If `A` is the null set, find the number of elements in the power set `P(P(A))`.

To solve the problem of finding the number of elements in the power set \( P(P(A)) \) where \( A \) is the null set, we can follow these steps: ### Step 1: Identify the null set The null set, denoted as \( A \), is defined as: \[ A = \emptyset \] ### Step 2: Find the power set of \( A \) The power set \( P(A) \) is the set of all subsets of \( A \). Since \( A \) is the null set, the only subset of \( A \) is itself, which is the empty set. Therefore: \[ P(A) = \{ \emptyset \} \] ### Step 3: Determine the number of elements in \( P(A) \) The power set \( P(A) \) has only one element, which is the empty set: \[ |P(A)| = 1 \] ### Step 4: Find the power set of \( P(A) \) Now we need to find the power set of \( P(A) \), which is \( P(P(A)) \). Since \( P(A) \) contains one element (the empty set), we can find its power set: \[ P(P(A)) = P(\{ \emptyset \}) \] The power set of a set with one element contains two subsets: the empty set and the set itself. Therefore: \[ P(P(A)) = \{ \emptyset, \{ \emptyset \} \} \] ### Step 5: Determine the number of elements in \( P(P(A)) \) The power set \( P(P(A)) \) has two elements: \[ |P(P(A))| = 2 \] ### Final Answer Thus, the number of elements in the power set \( P(P(A)) \) is: \[ \boxed{2} \]

[Records in a dataset]
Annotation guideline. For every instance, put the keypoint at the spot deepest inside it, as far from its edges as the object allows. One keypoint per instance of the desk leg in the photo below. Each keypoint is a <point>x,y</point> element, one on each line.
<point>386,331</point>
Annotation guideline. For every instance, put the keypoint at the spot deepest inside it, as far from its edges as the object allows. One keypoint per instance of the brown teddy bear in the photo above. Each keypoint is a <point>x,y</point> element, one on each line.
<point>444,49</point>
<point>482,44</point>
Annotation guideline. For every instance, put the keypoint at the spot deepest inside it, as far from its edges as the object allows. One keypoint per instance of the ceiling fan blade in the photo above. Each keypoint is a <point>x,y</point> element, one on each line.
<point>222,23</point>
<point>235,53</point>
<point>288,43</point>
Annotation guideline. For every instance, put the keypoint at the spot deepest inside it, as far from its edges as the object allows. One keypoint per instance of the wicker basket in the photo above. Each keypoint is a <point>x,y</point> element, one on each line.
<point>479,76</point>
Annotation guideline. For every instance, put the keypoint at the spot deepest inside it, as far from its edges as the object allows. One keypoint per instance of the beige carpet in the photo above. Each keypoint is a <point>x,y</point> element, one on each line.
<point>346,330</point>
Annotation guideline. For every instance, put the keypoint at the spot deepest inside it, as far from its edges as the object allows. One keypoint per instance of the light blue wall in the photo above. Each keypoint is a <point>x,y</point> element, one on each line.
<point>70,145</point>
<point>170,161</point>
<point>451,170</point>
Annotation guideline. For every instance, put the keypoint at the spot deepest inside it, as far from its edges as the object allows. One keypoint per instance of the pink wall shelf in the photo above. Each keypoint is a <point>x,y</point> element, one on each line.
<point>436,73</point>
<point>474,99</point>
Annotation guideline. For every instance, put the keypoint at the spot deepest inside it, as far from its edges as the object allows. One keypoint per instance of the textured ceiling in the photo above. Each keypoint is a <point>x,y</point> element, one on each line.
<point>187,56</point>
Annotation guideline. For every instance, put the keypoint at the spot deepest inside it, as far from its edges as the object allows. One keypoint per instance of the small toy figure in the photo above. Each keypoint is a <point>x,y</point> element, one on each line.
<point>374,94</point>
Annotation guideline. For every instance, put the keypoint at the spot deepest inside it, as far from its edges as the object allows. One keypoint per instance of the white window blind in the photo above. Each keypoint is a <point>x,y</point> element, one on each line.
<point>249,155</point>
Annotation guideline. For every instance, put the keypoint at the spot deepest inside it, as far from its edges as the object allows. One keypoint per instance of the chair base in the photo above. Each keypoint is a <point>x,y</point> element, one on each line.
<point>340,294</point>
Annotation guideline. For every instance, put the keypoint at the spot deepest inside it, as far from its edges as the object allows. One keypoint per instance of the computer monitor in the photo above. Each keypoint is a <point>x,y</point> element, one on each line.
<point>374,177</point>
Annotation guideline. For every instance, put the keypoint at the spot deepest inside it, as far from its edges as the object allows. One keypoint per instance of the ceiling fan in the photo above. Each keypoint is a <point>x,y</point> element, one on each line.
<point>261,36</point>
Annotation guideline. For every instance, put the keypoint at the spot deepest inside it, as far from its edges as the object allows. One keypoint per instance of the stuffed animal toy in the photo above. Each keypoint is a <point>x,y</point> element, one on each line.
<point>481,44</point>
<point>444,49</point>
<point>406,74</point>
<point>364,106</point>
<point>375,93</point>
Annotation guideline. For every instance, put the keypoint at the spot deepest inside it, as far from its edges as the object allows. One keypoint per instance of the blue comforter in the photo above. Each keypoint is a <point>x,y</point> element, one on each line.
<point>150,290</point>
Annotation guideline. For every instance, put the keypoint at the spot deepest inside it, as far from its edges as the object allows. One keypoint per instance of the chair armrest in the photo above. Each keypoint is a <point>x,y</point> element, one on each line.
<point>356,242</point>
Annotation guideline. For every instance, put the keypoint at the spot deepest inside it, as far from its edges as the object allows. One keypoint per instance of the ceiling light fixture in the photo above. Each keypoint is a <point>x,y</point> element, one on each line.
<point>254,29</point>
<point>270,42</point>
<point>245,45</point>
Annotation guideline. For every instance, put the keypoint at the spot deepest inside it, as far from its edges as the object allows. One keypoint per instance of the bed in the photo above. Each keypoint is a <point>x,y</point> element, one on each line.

Problems to work on =>
a – Answer these questions about the power set solution, one answer per line, marked the same way:
(i) What set does the solution give as P(A)?
(ii) Which two subsets does it say the power set of a one-element set contains?
(iii) What final number of elements does it give for P(P(A))?
b – Recast part of the records as a JSON list of strings, one string per line and no blank lines. Begin at the line that has "of the light" and stop after the line that has "<point>374,177</point>".

Response list =>
a –
(i) The set containing only the empty set, {∅}.
(ii) The empty set and the set itself.
(iii) 2.

b –
[
  "Annotation guideline. For every instance, put the keypoint at the spot deepest inside it, as far from its edges as the object allows. One keypoint per instance of the light blue wall in the photo above. Each keypoint is a <point>x,y</point> element, one on each line.",
  "<point>70,145</point>",
  "<point>170,161</point>",
  "<point>451,170</point>",
  "Annotation guideline. For every instance, put the keypoint at the spot deepest inside it, as far from its edges as the object allows. One keypoint per instance of the pink wall shelf in the photo above. Each keypoint is a <point>x,y</point> element, one on each line.",
  "<point>436,73</point>",
  "<point>474,99</point>",
  "Annotation guideline. For every instance, put the keypoint at the spot deepest inside it, as far from its edges as the object allows. One keypoint per instance of the textured ceiling in the photo above. Each keypoint is a <point>x,y</point> element, one on each line.",
  "<point>187,56</point>",
  "Annotation guideline. For every instance, put the keypoint at the spot deepest inside it, as far from its edges as the object allows. One keypoint per instance of the small toy figure in the photo above. Each keypoint is a <point>x,y</point> element, one on each line.",
  "<point>374,94</point>",
  "Annotation guideline. For every instance, put the keypoint at the spot deepest inside it, as far from its edges as the object allows. One keypoint per instance of the white window blind in the photo above. Each keypoint is a <point>x,y</point> element, one on each line.",
  "<point>249,155</point>",
  "Annotation guideline. For every instance, put the keypoint at the spot deepest inside it, as far from its edges as the object allows. One keypoint per instance of the chair base in the photo above. Each keypoint is a <point>x,y</point> element, one on each line.",
  "<point>340,294</point>",
  "Annotation guideline. For every instance, put the keypoint at the spot deepest inside it, as far from its edges as the object allows. One keypoint per instance of the computer monitor in the photo above. Each keypoint is a <point>x,y</point> element, one on each line.",
  "<point>374,177</point>"
]